[Exercise aim]
Reproduce every line of the entries below word for word, leaving nothing out and changing nothing.

[Entries from a pointing dataset]
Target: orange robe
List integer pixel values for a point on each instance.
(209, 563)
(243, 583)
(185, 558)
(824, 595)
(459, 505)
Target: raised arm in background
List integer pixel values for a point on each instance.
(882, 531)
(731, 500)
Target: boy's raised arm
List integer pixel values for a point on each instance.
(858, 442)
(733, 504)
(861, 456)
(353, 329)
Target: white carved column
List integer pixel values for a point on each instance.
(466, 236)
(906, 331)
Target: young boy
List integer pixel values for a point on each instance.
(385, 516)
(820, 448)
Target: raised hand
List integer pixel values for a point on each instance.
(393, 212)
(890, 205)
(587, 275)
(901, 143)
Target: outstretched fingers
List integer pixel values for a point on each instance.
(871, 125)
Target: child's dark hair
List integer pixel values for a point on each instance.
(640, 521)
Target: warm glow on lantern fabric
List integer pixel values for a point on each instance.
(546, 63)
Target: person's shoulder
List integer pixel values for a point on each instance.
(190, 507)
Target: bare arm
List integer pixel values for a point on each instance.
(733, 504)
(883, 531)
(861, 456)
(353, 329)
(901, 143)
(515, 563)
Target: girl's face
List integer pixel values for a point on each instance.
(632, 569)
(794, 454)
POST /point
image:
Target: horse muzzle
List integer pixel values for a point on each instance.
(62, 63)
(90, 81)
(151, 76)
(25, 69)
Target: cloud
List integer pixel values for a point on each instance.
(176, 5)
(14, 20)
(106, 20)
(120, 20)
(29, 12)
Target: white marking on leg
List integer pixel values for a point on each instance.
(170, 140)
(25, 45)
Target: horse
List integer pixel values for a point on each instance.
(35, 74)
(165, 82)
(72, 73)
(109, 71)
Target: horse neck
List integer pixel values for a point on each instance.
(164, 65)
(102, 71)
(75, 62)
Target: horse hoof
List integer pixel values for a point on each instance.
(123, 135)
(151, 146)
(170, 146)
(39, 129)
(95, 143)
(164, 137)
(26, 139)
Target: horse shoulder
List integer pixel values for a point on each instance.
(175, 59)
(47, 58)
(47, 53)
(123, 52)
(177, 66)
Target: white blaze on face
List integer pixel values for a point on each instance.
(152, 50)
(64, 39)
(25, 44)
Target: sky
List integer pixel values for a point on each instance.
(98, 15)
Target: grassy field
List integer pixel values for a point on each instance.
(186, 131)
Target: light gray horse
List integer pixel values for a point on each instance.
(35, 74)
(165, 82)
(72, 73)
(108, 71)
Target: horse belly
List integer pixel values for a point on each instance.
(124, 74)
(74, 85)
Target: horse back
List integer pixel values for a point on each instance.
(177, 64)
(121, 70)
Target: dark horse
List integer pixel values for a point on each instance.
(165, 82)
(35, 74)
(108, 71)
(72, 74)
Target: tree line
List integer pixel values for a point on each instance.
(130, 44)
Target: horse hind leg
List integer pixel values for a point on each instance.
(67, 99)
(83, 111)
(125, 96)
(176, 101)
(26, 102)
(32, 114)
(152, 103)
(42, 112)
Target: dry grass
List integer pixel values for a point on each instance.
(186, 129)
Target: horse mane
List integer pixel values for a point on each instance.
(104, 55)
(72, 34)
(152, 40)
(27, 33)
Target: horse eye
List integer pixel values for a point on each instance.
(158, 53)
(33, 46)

[Solution]
Target: orange robe
List integer pixel values for a point on each instance.
(209, 563)
(243, 583)
(185, 558)
(824, 595)
(459, 505)
Target: raised arm in background
List integer pixel values for a point on each instance.
(882, 531)
(731, 500)
Target: boy's raised arm
List integer pixel values for a point on each instance.
(858, 442)
(733, 504)
(861, 456)
(353, 329)
Target: white carved column
List integer pixel values for a point on each instance.
(466, 236)
(906, 331)
Target: young boy
List integer pixel values for a point on each instance.
(385, 516)
(820, 448)
Target: raised hand
List integer pixel values for a point on each instance.
(393, 212)
(890, 205)
(587, 275)
(901, 143)
Target: outstretched fingers
List integer pixel values for a point on each instance.
(871, 125)
Target: child's dark hair
List integer pixel values for a point on each instance.
(640, 521)
Target: warm glow on lantern fabric
List integer pixel values for a point on each instance.
(546, 63)
Target: person's shoulder
List integer pixel values for a point on each instance.
(190, 507)
Target: bare arm
List integer pixel values for a point on each instance.
(733, 504)
(883, 531)
(861, 456)
(353, 329)
(901, 143)
(515, 563)
Target: girl's face
List integer pixel values for a point on each instance.
(632, 569)
(794, 454)
POST /point
image:
Target: horse muzzle
List integer pixel values for a point on each instance.
(62, 63)
(90, 81)
(151, 76)
(25, 69)
Target: cloud
List integer pixel values for a point on each instance.
(176, 5)
(14, 20)
(106, 20)
(120, 20)
(29, 12)
Target: white marking on leg
List integer pixel values for a point on each instance.
(170, 140)
(25, 45)
Target: horse
List integer pixel values for a point on each instance.
(35, 74)
(165, 82)
(72, 73)
(109, 71)
Target: horse neck
List integer pixel values for a point on each instance.
(164, 65)
(102, 71)
(75, 62)
Target: horse hoof
List integer pixel values for a point on each instance.
(123, 135)
(151, 146)
(170, 146)
(39, 129)
(95, 143)
(164, 137)
(26, 139)
Target: horse shoulder
List integer pixel values for a point on each instance.
(175, 59)
(47, 58)
(47, 53)
(123, 52)
(177, 66)
Target: white blaze on face
List integer pixel values for a point on each instance.
(152, 50)
(64, 39)
(25, 44)
Target: sky
List integer pixel values for a point on each instance.
(98, 15)
Target: grassy field
List integer pixel values for a point on each instance.
(186, 131)
Target: light gray horse
List integer pixel values for a point on each instance.
(35, 74)
(165, 82)
(72, 73)
(108, 71)
Target: horse belly
List integer pixel values for a point on each instance.
(124, 74)
(74, 85)
Target: horse back
List integer pixel values for a point on each instance.
(177, 64)
(121, 70)
Target: dark horse
List integer pixel values for a point on each instance.
(165, 82)
(35, 74)
(108, 71)
(72, 74)
Target: tree line
List integer pixel values for a point on each instance.
(130, 44)
Target: horse hind leg
List integer pixel values for a point on each instance.
(67, 99)
(83, 111)
(125, 96)
(176, 101)
(26, 102)
(32, 114)
(152, 103)
(42, 112)
Target: dry grass
List integer pixel values for a point on each instance.
(186, 129)
Target: horse mane
List integer pixel values for a point on each instance.
(104, 55)
(72, 34)
(152, 40)
(27, 33)
Target: horse eye
List integer pixel values for a point on each instance.
(158, 53)
(33, 46)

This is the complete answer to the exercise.